Segment Start: TASK DATA
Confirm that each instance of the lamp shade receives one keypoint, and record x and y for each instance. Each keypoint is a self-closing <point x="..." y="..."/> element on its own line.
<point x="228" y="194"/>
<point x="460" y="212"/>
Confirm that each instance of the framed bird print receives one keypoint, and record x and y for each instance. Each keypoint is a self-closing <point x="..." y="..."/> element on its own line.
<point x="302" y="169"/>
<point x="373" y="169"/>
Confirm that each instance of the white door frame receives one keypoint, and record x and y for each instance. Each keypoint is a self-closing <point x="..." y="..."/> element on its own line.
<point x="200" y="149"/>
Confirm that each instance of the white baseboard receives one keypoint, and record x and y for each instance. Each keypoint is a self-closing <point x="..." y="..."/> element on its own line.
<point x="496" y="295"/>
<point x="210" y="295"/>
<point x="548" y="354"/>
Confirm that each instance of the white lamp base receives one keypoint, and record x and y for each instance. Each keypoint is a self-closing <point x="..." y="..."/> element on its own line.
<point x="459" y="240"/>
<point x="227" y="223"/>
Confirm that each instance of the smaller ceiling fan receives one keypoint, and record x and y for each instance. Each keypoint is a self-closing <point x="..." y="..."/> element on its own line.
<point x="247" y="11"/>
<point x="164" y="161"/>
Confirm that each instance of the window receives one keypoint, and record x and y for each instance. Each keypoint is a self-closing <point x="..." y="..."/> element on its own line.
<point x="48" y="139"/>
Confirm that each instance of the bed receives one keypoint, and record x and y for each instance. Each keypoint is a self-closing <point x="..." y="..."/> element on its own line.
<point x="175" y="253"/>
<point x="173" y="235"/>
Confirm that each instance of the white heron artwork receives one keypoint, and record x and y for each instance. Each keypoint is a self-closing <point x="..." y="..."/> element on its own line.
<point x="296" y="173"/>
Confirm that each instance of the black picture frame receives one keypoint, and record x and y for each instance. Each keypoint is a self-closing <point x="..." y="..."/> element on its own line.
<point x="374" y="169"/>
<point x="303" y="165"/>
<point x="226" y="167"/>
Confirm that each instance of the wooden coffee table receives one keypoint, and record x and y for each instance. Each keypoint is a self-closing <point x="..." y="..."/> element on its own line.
Segment End: TASK DATA
- **GOAL OF THE EXERCISE**
Take the data above and reproduce it exactly.

- **SOLVED PROBLEM**
Confirm that each instance of the lamp shade receives one keypoint, and record x and y for each instance. Each keypoint is a self-closing <point x="..." y="..."/> element on its own line.
<point x="228" y="194"/>
<point x="460" y="212"/>
Confirm that each instance of the framed bird print receives one keypoint, and record x and y for each instance. Each keypoint is a self-closing <point x="..." y="..."/> element on its own line.
<point x="302" y="169"/>
<point x="373" y="169"/>
Confirm that each instance of the white door frame receives one keypoint, and record x and y for each instance. Each keypoint is a self-closing <point x="..." y="..."/> element on its own line.
<point x="200" y="149"/>
Confirm that each instance of the white baseboard receives one keypoint, and record x and y for each instance. Each keypoint is a self-closing <point x="..." y="..."/> element on its own line.
<point x="496" y="295"/>
<point x="210" y="295"/>
<point x="548" y="354"/>
Confirm that each instance of the white lamp base receives one keypoint, and record x and y for each instance. Each keypoint is a self-closing <point x="..." y="..."/> element on its own line.
<point x="459" y="240"/>
<point x="227" y="223"/>
Confirm that each instance of the smaller ceiling fan receives one keypoint, and record x and y for each instance. Each keypoint is a self-closing <point x="..." y="..."/> element on its own line.
<point x="247" y="11"/>
<point x="164" y="161"/>
Confirm that each instance of the window receives one keypoint, and record x and y for each instance. Each keypoint is a self-closing <point x="..." y="..."/> element on its own line.
<point x="48" y="139"/>
Confirm that each instance of the bed receives one keypoint, and record x and y for each instance. Each keypoint is a self-closing <point x="..." y="..."/> element on its own line.
<point x="175" y="253"/>
<point x="173" y="235"/>
Confirm that each instance of the white heron artwork receives one keypoint, and record x and y for each instance. Each keypoint is a self-closing <point x="..." y="..."/> element on its own line.
<point x="296" y="173"/>
Confirm that each instance of the black picture frame receives one keypoint, and record x and y for each instance. Each keypoint is a self-closing <point x="..." y="..."/> element on its own line.
<point x="374" y="169"/>
<point x="303" y="165"/>
<point x="226" y="167"/>
Confirm that each instance of the wooden coffee table receives one keypoint, and record x and y for each instance. Each keypoint is a self-closing <point x="..." y="..."/> element on its own line.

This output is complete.